**TO DO**
Begin at the line that contains "detect chair caster" and repeat every line from there to the end of the records below, inclusive, without adding any other line.

DATA PROVIDED START

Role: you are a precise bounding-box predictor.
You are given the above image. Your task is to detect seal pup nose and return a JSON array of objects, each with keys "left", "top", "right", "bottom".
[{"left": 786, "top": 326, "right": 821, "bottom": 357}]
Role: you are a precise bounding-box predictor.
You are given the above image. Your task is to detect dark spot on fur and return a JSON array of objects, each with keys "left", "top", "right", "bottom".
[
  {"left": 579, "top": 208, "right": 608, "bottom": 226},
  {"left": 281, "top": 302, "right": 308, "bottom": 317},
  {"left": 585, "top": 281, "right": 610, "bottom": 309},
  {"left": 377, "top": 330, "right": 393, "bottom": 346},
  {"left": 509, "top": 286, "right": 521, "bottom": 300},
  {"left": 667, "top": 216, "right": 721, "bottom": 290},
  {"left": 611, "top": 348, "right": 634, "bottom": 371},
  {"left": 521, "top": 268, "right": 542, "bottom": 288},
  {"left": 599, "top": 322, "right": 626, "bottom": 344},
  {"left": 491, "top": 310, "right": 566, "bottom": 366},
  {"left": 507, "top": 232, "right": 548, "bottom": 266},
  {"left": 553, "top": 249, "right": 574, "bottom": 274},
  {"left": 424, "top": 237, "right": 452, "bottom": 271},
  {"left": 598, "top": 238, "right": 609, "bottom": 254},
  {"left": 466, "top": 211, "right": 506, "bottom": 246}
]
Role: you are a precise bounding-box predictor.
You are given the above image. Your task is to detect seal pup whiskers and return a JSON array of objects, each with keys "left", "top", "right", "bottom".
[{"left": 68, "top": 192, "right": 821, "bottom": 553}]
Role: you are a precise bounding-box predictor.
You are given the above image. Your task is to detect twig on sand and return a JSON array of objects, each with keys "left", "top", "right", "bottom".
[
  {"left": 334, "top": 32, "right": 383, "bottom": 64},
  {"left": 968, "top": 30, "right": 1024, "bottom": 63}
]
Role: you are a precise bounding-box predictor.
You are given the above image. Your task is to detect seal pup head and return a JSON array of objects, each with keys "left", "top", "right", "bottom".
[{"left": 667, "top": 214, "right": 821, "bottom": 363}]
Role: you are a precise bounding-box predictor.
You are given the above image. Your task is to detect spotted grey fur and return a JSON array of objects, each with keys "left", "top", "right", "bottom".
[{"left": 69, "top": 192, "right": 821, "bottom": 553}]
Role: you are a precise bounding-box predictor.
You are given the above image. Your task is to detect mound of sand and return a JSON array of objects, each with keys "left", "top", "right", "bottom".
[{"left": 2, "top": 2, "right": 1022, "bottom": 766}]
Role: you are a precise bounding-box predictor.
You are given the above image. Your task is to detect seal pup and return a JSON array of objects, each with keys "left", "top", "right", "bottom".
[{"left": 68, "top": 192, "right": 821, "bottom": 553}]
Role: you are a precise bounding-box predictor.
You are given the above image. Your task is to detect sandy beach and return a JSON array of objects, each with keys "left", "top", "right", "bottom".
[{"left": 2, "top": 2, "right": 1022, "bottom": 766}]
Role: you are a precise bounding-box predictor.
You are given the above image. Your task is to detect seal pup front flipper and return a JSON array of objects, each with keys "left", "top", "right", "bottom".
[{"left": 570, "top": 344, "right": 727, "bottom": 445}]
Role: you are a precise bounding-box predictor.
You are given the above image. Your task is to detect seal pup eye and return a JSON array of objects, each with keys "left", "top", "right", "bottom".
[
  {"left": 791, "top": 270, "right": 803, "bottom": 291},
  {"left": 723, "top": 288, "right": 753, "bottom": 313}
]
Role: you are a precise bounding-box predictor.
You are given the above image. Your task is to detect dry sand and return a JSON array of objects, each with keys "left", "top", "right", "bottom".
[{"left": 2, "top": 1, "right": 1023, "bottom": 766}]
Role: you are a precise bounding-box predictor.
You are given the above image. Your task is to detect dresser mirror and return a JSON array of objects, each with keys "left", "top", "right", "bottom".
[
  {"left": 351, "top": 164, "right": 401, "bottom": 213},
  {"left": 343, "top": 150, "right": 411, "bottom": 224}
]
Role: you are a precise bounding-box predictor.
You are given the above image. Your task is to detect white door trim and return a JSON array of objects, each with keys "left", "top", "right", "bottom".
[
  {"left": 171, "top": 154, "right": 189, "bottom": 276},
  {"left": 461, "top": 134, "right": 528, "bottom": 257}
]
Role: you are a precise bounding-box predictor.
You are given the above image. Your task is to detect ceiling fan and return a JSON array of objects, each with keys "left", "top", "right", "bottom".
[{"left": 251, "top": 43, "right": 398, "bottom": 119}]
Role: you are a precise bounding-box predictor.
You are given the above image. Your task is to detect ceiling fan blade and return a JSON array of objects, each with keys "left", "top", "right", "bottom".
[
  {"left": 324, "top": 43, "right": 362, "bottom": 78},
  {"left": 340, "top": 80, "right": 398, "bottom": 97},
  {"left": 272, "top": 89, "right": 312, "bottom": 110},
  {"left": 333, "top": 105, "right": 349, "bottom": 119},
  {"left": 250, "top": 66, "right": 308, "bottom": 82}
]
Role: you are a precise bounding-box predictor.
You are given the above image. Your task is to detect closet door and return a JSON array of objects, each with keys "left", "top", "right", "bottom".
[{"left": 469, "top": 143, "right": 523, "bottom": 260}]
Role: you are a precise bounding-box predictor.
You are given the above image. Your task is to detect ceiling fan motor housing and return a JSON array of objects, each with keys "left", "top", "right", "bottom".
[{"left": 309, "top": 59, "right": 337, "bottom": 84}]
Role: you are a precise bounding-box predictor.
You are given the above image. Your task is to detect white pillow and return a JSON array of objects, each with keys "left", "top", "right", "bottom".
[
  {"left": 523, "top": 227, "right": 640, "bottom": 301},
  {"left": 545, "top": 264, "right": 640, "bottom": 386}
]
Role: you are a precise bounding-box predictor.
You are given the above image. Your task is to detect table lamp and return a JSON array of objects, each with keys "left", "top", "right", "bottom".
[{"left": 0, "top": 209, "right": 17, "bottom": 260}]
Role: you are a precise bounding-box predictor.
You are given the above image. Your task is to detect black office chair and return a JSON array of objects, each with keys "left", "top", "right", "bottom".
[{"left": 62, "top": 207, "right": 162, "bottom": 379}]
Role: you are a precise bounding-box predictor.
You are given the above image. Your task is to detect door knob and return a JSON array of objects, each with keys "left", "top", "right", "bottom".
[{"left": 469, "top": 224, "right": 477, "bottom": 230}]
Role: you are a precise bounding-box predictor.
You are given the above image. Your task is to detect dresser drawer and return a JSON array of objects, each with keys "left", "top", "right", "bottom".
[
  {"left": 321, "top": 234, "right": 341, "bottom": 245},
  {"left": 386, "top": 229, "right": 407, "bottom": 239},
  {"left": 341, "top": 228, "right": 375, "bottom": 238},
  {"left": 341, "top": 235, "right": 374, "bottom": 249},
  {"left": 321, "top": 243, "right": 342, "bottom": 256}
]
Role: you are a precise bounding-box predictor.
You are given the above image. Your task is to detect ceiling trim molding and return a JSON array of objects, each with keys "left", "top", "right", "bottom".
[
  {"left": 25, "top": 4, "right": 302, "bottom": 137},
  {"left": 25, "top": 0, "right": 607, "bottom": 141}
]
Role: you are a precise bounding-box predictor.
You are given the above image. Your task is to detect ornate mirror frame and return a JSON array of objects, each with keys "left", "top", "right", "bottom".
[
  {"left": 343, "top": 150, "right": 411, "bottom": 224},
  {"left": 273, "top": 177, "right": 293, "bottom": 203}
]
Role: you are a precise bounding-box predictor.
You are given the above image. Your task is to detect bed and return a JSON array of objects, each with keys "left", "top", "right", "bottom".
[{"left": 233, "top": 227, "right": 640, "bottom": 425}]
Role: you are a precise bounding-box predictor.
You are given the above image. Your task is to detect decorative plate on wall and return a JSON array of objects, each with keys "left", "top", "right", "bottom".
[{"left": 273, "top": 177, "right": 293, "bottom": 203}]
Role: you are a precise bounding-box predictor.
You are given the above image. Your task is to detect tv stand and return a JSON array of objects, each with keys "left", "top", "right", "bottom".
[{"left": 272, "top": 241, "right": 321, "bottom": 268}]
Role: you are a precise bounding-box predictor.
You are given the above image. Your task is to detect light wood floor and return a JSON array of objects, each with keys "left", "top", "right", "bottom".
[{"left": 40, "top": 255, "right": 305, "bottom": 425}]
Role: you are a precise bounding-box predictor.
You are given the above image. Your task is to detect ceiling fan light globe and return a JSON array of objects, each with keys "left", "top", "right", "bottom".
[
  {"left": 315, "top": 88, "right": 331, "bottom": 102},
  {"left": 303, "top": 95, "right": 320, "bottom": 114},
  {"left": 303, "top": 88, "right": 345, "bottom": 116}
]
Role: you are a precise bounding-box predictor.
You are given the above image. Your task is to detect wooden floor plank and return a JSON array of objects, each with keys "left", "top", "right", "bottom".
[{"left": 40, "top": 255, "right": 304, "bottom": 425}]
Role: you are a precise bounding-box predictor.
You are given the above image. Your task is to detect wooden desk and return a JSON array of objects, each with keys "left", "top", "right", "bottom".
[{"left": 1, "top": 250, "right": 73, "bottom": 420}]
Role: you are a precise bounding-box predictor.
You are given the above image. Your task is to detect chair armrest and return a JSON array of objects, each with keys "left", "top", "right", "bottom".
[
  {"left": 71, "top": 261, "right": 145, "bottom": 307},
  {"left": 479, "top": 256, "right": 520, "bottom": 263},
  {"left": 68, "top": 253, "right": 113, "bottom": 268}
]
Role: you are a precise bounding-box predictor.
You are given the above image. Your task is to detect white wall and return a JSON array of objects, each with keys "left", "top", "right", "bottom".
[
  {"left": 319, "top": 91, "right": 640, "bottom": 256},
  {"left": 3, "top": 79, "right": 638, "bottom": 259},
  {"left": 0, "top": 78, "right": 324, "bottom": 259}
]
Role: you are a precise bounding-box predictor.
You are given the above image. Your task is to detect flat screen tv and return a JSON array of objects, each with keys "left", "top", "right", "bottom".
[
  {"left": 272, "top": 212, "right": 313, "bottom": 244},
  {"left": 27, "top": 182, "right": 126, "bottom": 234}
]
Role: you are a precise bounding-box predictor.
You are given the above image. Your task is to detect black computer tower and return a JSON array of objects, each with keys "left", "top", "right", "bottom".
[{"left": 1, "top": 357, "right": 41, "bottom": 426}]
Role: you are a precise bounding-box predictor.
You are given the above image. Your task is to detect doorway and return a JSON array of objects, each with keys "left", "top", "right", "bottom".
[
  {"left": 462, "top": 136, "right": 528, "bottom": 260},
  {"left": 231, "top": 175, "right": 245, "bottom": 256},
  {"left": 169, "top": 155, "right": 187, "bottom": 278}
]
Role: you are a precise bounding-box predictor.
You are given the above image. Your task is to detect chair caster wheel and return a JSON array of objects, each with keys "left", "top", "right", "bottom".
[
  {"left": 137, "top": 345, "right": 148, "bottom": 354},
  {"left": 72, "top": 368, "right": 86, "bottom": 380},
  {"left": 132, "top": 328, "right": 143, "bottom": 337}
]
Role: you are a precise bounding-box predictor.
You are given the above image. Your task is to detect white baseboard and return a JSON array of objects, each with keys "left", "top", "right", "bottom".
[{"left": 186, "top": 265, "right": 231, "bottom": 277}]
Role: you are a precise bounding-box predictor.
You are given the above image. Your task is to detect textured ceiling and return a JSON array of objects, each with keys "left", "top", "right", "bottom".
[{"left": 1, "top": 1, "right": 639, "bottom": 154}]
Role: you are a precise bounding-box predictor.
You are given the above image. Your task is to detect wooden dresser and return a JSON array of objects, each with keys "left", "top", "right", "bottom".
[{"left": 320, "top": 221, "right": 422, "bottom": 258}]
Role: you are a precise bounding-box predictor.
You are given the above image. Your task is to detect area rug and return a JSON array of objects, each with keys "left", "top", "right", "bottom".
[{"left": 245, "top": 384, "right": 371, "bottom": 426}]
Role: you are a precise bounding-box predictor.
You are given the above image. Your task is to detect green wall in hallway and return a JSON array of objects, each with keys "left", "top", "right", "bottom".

DATA PROVIDED END

**RESPONSE**
You are given the above image. Your task is to detect chair caster wheel and return a JSON array of objects, each with keys "left", "top", "right", "bottom".
[
  {"left": 137, "top": 345, "right": 148, "bottom": 354},
  {"left": 72, "top": 368, "right": 86, "bottom": 380},
  {"left": 132, "top": 328, "right": 143, "bottom": 337}
]
Role: you are a precise bounding-box predictor.
You are given the above image. Your task is to detect white baseboard and return a JSON array of objects, each with keys "left", "top", "right", "bottom".
[{"left": 186, "top": 265, "right": 231, "bottom": 277}]
Role: you are a precise bounding-box predictor.
You are given the above image. Your task is to detect textured ceiling and return a JSON array of objects, each with keys "left", "top", "right", "bottom".
[{"left": 1, "top": 1, "right": 639, "bottom": 154}]
Role: you are a precise bounding-box predictor.
You are given the above image. Your task is to detect wooden dresser and return a JSON array of objects, each with keys "left", "top", "right", "bottom".
[{"left": 320, "top": 221, "right": 422, "bottom": 258}]
Role: you are a precise bounding-box predictor.
You are given the above image. Your task is to detect area rug and return a JSON array of objects, each with keys "left", "top", "right", "bottom".
[{"left": 245, "top": 384, "right": 371, "bottom": 426}]
Role: you are a precise bounding-box predictor.
You are given the above image. Your task is to detect green wall in hallway and return a JSON array of objects, each with keys "left", "top", "right", "bottom".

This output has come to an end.